[Source data]

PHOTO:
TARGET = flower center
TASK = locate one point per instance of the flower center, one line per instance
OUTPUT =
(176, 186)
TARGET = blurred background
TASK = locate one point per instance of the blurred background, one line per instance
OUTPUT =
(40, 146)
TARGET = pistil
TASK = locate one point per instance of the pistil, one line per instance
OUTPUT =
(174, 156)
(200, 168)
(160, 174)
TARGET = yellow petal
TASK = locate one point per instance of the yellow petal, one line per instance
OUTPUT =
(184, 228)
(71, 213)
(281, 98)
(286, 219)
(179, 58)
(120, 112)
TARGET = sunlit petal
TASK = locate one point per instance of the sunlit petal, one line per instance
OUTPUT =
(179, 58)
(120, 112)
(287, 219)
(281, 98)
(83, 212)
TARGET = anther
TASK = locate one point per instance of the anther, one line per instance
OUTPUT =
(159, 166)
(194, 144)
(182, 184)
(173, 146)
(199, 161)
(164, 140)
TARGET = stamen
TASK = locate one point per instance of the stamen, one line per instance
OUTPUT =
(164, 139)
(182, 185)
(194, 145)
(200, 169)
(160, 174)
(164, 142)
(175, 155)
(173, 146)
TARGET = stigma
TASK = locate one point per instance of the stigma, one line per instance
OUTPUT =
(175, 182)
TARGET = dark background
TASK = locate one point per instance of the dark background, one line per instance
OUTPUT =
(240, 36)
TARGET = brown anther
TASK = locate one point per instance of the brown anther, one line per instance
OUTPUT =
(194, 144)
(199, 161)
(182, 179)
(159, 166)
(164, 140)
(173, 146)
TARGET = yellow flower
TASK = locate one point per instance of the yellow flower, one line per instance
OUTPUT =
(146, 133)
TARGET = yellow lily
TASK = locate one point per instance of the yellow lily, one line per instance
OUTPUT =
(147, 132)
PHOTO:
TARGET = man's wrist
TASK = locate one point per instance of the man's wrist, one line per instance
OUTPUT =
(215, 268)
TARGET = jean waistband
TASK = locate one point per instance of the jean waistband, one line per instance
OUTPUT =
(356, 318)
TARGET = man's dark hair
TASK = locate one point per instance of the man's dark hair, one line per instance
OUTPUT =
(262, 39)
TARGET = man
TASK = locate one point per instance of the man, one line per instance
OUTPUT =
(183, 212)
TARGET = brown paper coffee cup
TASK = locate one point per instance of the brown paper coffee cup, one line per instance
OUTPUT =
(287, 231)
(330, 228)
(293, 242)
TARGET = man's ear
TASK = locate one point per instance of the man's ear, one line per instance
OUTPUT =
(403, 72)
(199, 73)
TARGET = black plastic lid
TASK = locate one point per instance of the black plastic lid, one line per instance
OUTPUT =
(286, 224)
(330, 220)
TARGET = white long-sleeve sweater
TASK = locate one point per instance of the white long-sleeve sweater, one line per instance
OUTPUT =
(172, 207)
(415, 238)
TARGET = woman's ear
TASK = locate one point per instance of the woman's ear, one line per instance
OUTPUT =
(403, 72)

- _STATED GOAL_: Return all of the lines above unchanged, with every character kept as it is.

- _RESPONSE FOR THIS EXERCISE_:
PHOTO:
TARGET = flower center
TASK = locate one point per instance of the flower center, one line per instance
OUTPUT =
(176, 186)
TARGET = blurred background
TASK = locate one point per instance of the blurred background, one line per instance
OUTPUT =
(40, 146)
TARGET = pistil
TASK = locate one point per instance of the pistil, one line per instance
OUTPUT =
(174, 156)
(200, 168)
(160, 174)
TARGET = yellow petal
TASK = locate one point per instance of the yellow petal, one line per instance
OUTPUT =
(184, 228)
(71, 213)
(281, 98)
(286, 219)
(179, 58)
(120, 112)
TARGET = sunlit petal
TASK = locate one point per instance of the sunlit petal, one line per instance
OUTPUT =
(179, 58)
(120, 112)
(287, 219)
(281, 98)
(83, 212)
TARGET = anther
TASK = locate one point per instance of the anther, one line per instance
OUTPUT =
(159, 166)
(194, 144)
(182, 184)
(173, 146)
(199, 161)
(164, 140)
TARGET = stamen
TASK = locate one point per instance of the stamen, one line per instance
OUTPUT =
(164, 139)
(182, 185)
(194, 145)
(200, 169)
(160, 174)
(164, 142)
(175, 155)
(173, 146)
TARGET = stigma
TASK = locate one point per instance of the stigma, one line per instance
OUTPUT =
(175, 182)
TARGET = dark background
TASK = locate one point per instance of the dark background, one line per instance
OUTPUT =
(240, 36)
TARGET = brown anther
TASK = locate one point per instance of the brown anther, one line per instance
OUTPUT =
(194, 144)
(199, 161)
(182, 179)
(159, 166)
(164, 140)
(173, 146)
TARGET = yellow flower
TASK = locate one point per instance of the yellow flower, one line per instance
OUTPUT =
(146, 133)
TARGET = yellow lily
TASK = locate one point per instance of the yellow lily, one line per instance
OUTPUT =
(147, 132)
PHOTO:
TARGET = man's wrist
TASK = locate one point per instance of the man's wrist, one line per instance
OUTPUT =
(215, 268)
TARGET = jean waistband
TASK = locate one point per instance of the jean waistband, one line per instance
OUTPUT =
(356, 318)
TARGET = man's dark hair
TASK = locate one point per instance of the man's dark hair, one line per instance
OUTPUT =
(262, 39)
TARGET = man
TASK = locate one point per instance of the man, one line per instance
OUTPUT =
(183, 212)
TARGET = brown paper coffee cup
TASK = locate one point per instance of the brown paper coffee cup, one line per instance
OUTPUT =
(287, 231)
(330, 228)
(293, 242)
TARGET = man's ear
TASK = locate one point per instance of the man's ear, one line per instance
OUTPUT =
(403, 72)
(199, 73)
TARGET = black plastic lid
TASK = locate one point per instance of the black plastic lid, one line per instance
OUTPUT =
(286, 224)
(330, 220)
TARGET = white long-sleeve sweater
TASK = locate one point per instance of the white long-sleeve sweater, one line per instance
OUTPUT =
(172, 207)
(415, 238)
TARGET = woman's ear
TASK = locate one point per instance of the woman's ear, one line per instance
OUTPUT =
(403, 72)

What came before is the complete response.